■ DATA SUPPLIED
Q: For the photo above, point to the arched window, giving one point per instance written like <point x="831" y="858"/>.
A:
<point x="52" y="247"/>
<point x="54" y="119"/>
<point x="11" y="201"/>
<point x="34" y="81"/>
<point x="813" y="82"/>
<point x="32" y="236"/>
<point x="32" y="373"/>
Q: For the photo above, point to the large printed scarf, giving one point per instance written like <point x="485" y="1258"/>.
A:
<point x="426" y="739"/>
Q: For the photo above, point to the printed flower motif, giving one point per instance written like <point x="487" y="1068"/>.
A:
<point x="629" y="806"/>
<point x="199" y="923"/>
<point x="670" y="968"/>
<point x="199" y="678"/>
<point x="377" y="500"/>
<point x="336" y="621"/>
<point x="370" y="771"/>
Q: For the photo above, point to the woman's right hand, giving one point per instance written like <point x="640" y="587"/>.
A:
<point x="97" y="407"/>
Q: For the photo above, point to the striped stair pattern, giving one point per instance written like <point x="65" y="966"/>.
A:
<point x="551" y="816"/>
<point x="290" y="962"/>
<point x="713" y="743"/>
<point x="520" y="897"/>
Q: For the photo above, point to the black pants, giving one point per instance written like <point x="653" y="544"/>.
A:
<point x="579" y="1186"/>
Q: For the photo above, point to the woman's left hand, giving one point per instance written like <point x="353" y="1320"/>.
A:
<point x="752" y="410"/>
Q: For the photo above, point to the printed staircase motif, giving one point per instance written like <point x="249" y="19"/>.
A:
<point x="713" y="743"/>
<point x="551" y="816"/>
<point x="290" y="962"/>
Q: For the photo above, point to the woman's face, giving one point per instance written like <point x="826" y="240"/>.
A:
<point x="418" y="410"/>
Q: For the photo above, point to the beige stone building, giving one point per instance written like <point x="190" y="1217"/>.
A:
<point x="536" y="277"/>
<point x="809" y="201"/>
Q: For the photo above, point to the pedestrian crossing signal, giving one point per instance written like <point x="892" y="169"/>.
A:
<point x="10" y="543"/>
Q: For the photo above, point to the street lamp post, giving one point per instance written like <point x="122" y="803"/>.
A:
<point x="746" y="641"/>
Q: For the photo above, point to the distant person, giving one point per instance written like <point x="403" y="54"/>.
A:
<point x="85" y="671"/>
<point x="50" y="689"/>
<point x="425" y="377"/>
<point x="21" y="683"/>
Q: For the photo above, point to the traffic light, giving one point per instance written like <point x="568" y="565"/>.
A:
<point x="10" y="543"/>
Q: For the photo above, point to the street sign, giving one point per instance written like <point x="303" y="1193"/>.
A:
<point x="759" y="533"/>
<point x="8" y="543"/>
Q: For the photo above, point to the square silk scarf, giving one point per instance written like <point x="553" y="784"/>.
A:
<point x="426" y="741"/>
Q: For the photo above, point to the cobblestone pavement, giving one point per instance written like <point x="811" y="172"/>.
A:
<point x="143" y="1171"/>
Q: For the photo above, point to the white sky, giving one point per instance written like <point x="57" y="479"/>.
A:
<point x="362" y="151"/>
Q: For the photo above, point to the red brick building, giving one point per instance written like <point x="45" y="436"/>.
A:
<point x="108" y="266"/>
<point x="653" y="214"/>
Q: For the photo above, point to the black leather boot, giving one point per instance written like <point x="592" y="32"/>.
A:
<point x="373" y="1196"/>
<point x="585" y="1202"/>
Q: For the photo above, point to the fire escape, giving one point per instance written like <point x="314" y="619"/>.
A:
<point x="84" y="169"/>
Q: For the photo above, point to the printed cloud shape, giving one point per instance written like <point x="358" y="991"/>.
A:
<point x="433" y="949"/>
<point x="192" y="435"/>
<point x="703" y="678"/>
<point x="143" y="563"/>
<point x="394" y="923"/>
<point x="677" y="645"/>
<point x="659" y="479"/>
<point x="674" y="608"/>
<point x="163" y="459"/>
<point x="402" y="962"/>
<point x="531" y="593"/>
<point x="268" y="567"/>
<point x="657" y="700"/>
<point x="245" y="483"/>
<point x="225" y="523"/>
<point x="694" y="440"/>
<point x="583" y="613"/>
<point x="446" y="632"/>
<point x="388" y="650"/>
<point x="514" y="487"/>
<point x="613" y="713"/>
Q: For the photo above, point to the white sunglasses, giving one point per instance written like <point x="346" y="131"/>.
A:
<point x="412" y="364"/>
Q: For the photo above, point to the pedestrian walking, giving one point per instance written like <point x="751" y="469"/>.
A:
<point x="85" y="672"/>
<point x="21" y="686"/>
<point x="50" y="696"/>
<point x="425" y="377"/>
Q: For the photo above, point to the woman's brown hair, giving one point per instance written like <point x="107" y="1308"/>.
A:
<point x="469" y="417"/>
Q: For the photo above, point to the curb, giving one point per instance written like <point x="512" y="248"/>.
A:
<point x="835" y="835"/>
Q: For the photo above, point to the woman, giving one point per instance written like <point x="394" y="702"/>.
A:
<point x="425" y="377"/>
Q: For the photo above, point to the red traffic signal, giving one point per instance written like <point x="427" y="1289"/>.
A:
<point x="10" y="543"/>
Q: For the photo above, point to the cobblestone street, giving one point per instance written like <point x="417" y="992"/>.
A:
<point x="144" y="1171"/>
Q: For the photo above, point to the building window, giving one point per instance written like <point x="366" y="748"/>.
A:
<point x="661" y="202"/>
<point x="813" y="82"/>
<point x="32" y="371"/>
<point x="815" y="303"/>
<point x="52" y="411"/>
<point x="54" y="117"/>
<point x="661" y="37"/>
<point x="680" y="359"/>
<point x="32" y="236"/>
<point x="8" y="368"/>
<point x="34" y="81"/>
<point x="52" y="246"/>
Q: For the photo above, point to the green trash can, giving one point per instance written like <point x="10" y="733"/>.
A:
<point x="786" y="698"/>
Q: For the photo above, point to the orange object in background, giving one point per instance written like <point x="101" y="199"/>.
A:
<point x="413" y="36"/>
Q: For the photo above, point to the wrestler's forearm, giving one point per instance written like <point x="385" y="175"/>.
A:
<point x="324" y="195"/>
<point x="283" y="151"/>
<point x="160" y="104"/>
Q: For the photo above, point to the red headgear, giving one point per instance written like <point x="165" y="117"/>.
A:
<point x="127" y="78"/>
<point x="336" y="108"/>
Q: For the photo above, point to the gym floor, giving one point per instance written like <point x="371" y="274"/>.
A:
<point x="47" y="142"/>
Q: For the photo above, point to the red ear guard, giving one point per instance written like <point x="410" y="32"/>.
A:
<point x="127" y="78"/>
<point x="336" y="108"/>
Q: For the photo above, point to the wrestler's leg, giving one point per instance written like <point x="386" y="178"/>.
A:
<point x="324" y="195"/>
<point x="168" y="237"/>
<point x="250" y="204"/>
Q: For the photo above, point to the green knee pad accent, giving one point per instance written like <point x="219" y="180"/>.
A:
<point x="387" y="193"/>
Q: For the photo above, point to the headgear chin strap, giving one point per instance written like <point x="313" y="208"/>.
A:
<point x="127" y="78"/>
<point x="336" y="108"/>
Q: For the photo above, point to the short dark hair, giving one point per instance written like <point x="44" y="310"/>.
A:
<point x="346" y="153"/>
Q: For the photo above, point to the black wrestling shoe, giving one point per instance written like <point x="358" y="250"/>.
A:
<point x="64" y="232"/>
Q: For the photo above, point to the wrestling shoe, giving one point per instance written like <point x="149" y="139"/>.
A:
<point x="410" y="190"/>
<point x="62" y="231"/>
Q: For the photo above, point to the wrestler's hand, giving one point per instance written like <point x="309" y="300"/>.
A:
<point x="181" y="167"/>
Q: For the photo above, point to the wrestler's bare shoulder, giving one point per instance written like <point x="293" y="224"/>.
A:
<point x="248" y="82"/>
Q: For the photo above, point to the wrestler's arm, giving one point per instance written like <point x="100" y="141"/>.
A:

■ INSTRUCTIONS TO FOLLOW
Retype all of the material, keeping each line exact.

■ ANSWER BELOW
Q: For the photo above, point to the arched window, giving one point per instance written like <point x="831" y="858"/>.
A:
<point x="52" y="247"/>
<point x="54" y="119"/>
<point x="11" y="201"/>
<point x="34" y="81"/>
<point x="813" y="82"/>
<point x="32" y="236"/>
<point x="32" y="373"/>
Q: For the photo above, point to the large printed scarf, giving one point per instance written like <point x="485" y="1258"/>.
A:
<point x="426" y="739"/>
Q: For the photo above, point to the printed flower motif, giving one point per instance written like <point x="487" y="1068"/>.
A:
<point x="629" y="806"/>
<point x="199" y="923"/>
<point x="670" y="968"/>
<point x="199" y="678"/>
<point x="377" y="500"/>
<point x="336" y="621"/>
<point x="370" y="771"/>
Q: For the photo above, point to the woman's right hand, giving one point per instance written like <point x="640" y="587"/>.
A:
<point x="97" y="407"/>
Q: For the photo above, point to the striped stair pattern, giving one point per instance written like <point x="65" y="966"/>.
A:
<point x="551" y="816"/>
<point x="290" y="962"/>
<point x="713" y="743"/>
<point x="520" y="897"/>
Q: For the photo above, point to the black pants, giving one point per instance written like <point x="653" y="544"/>.
A:
<point x="579" y="1186"/>
Q: For the photo above, point to the woman's left hand, giving one point per instance written like <point x="353" y="1320"/>.
A:
<point x="752" y="410"/>
Q: For the photo above, point to the printed staircase motif, giving one point per instance written like <point x="249" y="19"/>.
A:
<point x="713" y="743"/>
<point x="551" y="816"/>
<point x="290" y="962"/>
Q: For the photo above, point to the woman's face, giving one point per instance written like <point x="826" y="240"/>.
A:
<point x="418" y="410"/>
Q: For the photo above, point to the beige stone building, giving one point per instance written like <point x="190" y="1217"/>.
A:
<point x="536" y="277"/>
<point x="809" y="201"/>
Q: For the photo above, point to the pedestrian crossing signal, giving one point per instance written like <point x="892" y="169"/>.
A:
<point x="10" y="543"/>
Q: For the photo above, point to the street lamp post, giving one point per instance written like <point x="122" y="803"/>.
A:
<point x="746" y="641"/>
Q: For the photo above, point to the distant person, giving one point per instance written like <point x="403" y="54"/>.
A:
<point x="85" y="671"/>
<point x="50" y="689"/>
<point x="425" y="377"/>
<point x="21" y="683"/>
Q: For the photo above, point to the traffic light, giving one point per instance written like <point x="568" y="565"/>.
A:
<point x="10" y="543"/>
Q: For the photo above, point to the street sign, giving one point per instance written like <point x="303" y="1193"/>.
A:
<point x="759" y="533"/>
<point x="8" y="543"/>
Q: For the photo above, point to the square silk scarf, giving one point per instance written like <point x="553" y="784"/>.
A:
<point x="426" y="741"/>
Q: For the photo above, point to the cobblestone pavement, giving one point per instance written like <point x="811" y="172"/>.
A:
<point x="143" y="1171"/>
Q: For the photo above, point to the white sky, giving one point per instance written like <point x="57" y="479"/>.
A:
<point x="362" y="151"/>
Q: For the photo above, point to the red brick building, giving one point per instance written like <point x="45" y="436"/>.
A:
<point x="108" y="266"/>
<point x="653" y="214"/>
Q: For the photo above, point to the black leather boot, giving one point per instance written like <point x="592" y="32"/>.
A:
<point x="373" y="1196"/>
<point x="585" y="1202"/>
Q: For the photo above, point to the fire escape, giving one point per instance written like <point x="314" y="619"/>.
A:
<point x="84" y="169"/>
Q: For the photo above, point to the printed cloud shape, giving one point per instance written like <point x="358" y="991"/>.
A:
<point x="433" y="949"/>
<point x="192" y="435"/>
<point x="703" y="678"/>
<point x="143" y="563"/>
<point x="394" y="923"/>
<point x="677" y="645"/>
<point x="659" y="479"/>
<point x="674" y="608"/>
<point x="163" y="459"/>
<point x="402" y="962"/>
<point x="531" y="593"/>
<point x="268" y="567"/>
<point x="657" y="700"/>
<point x="245" y="483"/>
<point x="225" y="523"/>
<point x="694" y="440"/>
<point x="583" y="613"/>
<point x="446" y="632"/>
<point x="388" y="650"/>
<point x="514" y="487"/>
<point x="613" y="713"/>
Q: For the photo above, point to the white sunglasses, giving one point per instance written like <point x="346" y="131"/>.
A:
<point x="412" y="364"/>
Q: For the photo above, point to the pedestrian walking, giving one point per instance written like <point x="751" y="469"/>.
A:
<point x="85" y="672"/>
<point x="21" y="686"/>
<point x="50" y="696"/>
<point x="425" y="377"/>
Q: For the photo above, point to the woman's brown hair, giving one point per instance written like <point x="107" y="1308"/>.
A:
<point x="469" y="417"/>
Q: For the photo above, point to the curb, giving one point per instance written like <point x="512" y="248"/>.
A:
<point x="835" y="835"/>
Q: For the photo above, point to the woman, giving one point per instance written like <point x="394" y="702"/>.
A:
<point x="425" y="377"/>
Q: For the photo above, point to the red traffic signal, giving one point per instance written like <point x="427" y="1289"/>.
A:
<point x="10" y="543"/>
Q: For the photo above, point to the cobblestone street, giving one point per instance written like <point x="417" y="992"/>.
A:
<point x="144" y="1171"/>
Q: For the photo above, point to the building window, giving one point per instance written like <point x="366" y="748"/>.
A:
<point x="661" y="202"/>
<point x="813" y="82"/>
<point x="32" y="371"/>
<point x="815" y="303"/>
<point x="52" y="411"/>
<point x="54" y="117"/>
<point x="661" y="37"/>
<point x="680" y="359"/>
<point x="32" y="236"/>
<point x="8" y="368"/>
<point x="34" y="81"/>
<point x="52" y="246"/>
Q: For the photo above, point to the green trash can, giving one point per instance written like <point x="10" y="733"/>.
A:
<point x="786" y="698"/>
Q: For the photo above, point to the orange object in background, giving one point per instance written like <point x="101" y="199"/>.
A:
<point x="413" y="36"/>
Q: For the photo above, point to the wrestler's forearm, giving one point per instance written like <point x="385" y="175"/>.
A:
<point x="324" y="195"/>
<point x="283" y="151"/>
<point x="160" y="104"/>
Q: For the photo above, point to the red headgear, giving one point per instance written like <point x="165" y="117"/>.
A:
<point x="127" y="78"/>
<point x="336" y="108"/>
Q: For the photo above, point to the gym floor, giving one point per instance written like <point x="371" y="274"/>.
A:
<point x="47" y="142"/>
Q: For the photo above, point to the red ear guard, giving one point per instance written like <point x="410" y="32"/>.
A:
<point x="127" y="78"/>
<point x="336" y="108"/>
Q: For the photo above, point to the wrestler's leg, giving one point per instance written like <point x="386" y="178"/>.
A:
<point x="324" y="195"/>
<point x="168" y="237"/>
<point x="250" y="204"/>
Q: For the photo above, point to the green knee pad accent, giving one point per instance written like <point x="219" y="180"/>.
A:
<point x="387" y="193"/>
Q: For the photo above, point to the headgear chin strap, giving one point per instance written like <point x="313" y="208"/>.
A:
<point x="127" y="78"/>
<point x="336" y="108"/>
Q: For the photo above, point to the short dark hair, giving one point per instance written like <point x="44" y="310"/>.
A:
<point x="346" y="153"/>
Q: For the photo above, point to the black wrestling shoe, giving one point per instance written like <point x="358" y="250"/>.
A:
<point x="64" y="232"/>
Q: For the photo above, point to the wrestling shoe, giving one point per instance written like <point x="149" y="139"/>.
A:
<point x="410" y="190"/>
<point x="62" y="231"/>
Q: For the photo above, point to the wrestler's hand, giving one point per instance written like <point x="309" y="300"/>.
A:
<point x="181" y="167"/>
Q: For the photo above, point to the wrestler's bare shoulder, giving one point per instance written like <point x="293" y="224"/>.
A:
<point x="248" y="82"/>
Q: For the photo above, point to the wrestler's arm, giving one point per instance written like <point x="100" y="141"/>.
A:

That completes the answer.